-- start SUPPLIED ENTRIES --

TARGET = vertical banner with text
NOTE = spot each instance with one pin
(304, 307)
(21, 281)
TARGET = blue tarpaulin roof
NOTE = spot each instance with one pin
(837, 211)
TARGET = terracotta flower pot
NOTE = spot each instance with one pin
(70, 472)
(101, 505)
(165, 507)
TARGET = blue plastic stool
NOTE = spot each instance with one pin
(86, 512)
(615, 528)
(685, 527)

-- end SUPPLIED ENTRIES --

**GIVEN EXERCISE:**
Can you render every line of the records above as a Markdown table with the columns "Line No." and "Text", numbering the rows and leaving out blank lines?

**TASK RESPONSE:**
| Line No. | Text |
|---|---|
| 1 | TARGET = vertical banner with text |
| 2 | NOTE = spot each instance with one pin |
| 3 | (304, 307) |
| 4 | (21, 281) |
| 5 | TARGET = blue tarpaulin roof |
| 6 | NOTE = spot each instance with one pin |
| 7 | (837, 211) |
| 8 | TARGET = terracotta flower pot |
| 9 | NOTE = spot each instance with one pin |
| 10 | (70, 472) |
| 11 | (101, 505) |
| 12 | (165, 507) |
| 13 | TARGET = blue plastic stool |
| 14 | NOTE = spot each instance with one pin |
| 15 | (86, 512) |
| 16 | (615, 528) |
| 17 | (685, 527) |